**ACTIVITY**
Could you please output all of the records exactly?

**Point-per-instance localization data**
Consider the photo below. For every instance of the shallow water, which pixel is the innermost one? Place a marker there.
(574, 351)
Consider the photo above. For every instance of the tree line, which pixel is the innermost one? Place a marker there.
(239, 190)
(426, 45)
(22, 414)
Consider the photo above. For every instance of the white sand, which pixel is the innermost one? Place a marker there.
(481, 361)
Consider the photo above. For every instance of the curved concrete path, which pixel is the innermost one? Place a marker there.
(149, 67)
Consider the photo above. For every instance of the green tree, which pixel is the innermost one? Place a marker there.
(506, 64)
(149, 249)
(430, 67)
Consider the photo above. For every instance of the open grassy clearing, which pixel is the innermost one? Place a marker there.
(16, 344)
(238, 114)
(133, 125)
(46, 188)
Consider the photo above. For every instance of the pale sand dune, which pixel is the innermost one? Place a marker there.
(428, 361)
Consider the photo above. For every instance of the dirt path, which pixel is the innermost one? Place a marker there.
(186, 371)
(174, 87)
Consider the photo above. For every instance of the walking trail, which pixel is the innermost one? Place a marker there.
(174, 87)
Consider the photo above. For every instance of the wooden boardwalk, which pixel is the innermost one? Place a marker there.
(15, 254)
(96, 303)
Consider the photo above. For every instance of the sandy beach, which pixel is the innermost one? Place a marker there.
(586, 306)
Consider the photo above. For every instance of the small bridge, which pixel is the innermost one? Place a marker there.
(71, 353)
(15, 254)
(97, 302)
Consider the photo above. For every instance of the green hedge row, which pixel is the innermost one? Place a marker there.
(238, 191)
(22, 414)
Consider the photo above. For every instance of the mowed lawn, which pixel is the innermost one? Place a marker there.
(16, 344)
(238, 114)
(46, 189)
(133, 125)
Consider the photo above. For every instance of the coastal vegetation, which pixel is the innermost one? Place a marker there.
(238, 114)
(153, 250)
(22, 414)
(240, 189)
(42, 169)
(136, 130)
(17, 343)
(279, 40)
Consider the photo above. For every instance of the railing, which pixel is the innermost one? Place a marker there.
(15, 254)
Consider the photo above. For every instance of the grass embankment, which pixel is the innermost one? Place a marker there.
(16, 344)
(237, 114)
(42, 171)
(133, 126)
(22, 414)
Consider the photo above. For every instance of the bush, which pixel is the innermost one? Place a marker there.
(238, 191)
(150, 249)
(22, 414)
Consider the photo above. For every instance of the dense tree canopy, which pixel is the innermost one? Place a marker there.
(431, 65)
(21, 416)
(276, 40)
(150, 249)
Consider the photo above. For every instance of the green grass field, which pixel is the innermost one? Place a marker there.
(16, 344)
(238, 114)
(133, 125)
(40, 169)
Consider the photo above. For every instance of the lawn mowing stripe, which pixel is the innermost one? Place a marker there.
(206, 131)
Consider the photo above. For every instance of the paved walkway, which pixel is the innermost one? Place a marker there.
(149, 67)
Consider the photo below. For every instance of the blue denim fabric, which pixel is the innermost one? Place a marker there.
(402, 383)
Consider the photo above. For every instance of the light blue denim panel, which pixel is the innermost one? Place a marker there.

**SOLVED EXERCISE**
Consider the photo below. For every instance of the shallow water, which pixel is the innermost one? Place a marker there.
(574, 351)
Consider the photo above. For every instance of the tree line, which pixel is the innermost one? Place a marker there.
(239, 190)
(426, 45)
(22, 414)
Consider the photo above. For every instance of the white sand, which pixel is the innermost one? Place a marker there.
(481, 361)
Consider the photo above. For every instance of the curved concrete path, which pixel is the innermost one? Place a marker there.
(149, 67)
Consider the photo above. For every instance of the green tree, which pixel is the innermost one? Place a marker there.
(506, 64)
(149, 249)
(430, 67)
Consider the photo above. For every instance of the open grassy clearing, which pixel is the innermost one? Place a marker there.
(16, 344)
(238, 114)
(133, 125)
(46, 188)
Consider the photo above. For every instance of the pale sand dune, which pixel is the innermost one? Place a marker there.
(428, 361)
Consider the photo above. For every instance of the dirt path, which pixel is the innermost one? Place a marker there.
(186, 371)
(174, 87)
Consider the photo above. For every instance of the walking trail, which pixel is the innermost one? Place a marker there.
(174, 87)
Consider the photo above. For every instance of the wooden boardwalk, which pixel is the innermost one? Place a marker there.
(15, 254)
(96, 303)
Consider the photo above. For every instance of the sandy beach, which pixel is the innermost one? Place a marker there.
(586, 306)
Consider the photo above. For every instance of the small bridge, which pixel is the innermost one? Place a marker there.
(71, 353)
(15, 254)
(97, 302)
Consider the photo above. For every instance of the green hedge row, which pixel is the innermost one? Place a marker there.
(238, 191)
(22, 414)
Consider the photo above. For every instance of the mowed lawn, which pixel is the innermost one? Place a marker there.
(16, 344)
(238, 114)
(46, 189)
(133, 125)
Consider the photo above. For every instance of the coastal vegetation, which pixel is the innermost one? Place a marker there.
(238, 114)
(153, 250)
(22, 414)
(240, 189)
(42, 169)
(136, 130)
(17, 343)
(279, 40)
Consider the photo above. For every instance of the railing, which pixel is the innermost one? Place a marker there.
(15, 254)
Consider the photo above. For every instance of the grass embankment, which pixel is the innermost one? Place a marker there.
(16, 344)
(237, 114)
(42, 171)
(133, 126)
(22, 414)
Consider the photo above. For every instance of the bush, which pixel is the innermost one? Place a marker there.
(238, 191)
(150, 249)
(22, 414)
Consider the photo above. For every instance of the dense tree canopy, which pixel is the innermost one? Place a marker there.
(431, 65)
(21, 416)
(276, 40)
(150, 249)
Consider the photo above. For every instance of the green grass field, which pixel is the innermost one? Place a marker there.
(16, 344)
(238, 114)
(133, 125)
(40, 169)
Consider the photo above. For every instance of the lawn mowing stripe, which pixel is the innermost one? Place a marker there.
(206, 131)
Consider the photo above. For every instance of the paved walkway, which pixel is the innermost one? Place a marker there.
(149, 67)
Consider the photo below. For every instance of the blue denim fabric, which pixel is the innermost one? Place a marker there.
(402, 383)
Consider the photo above. For every instance of the light blue denim panel, which pixel is the innermost one? Place a marker there.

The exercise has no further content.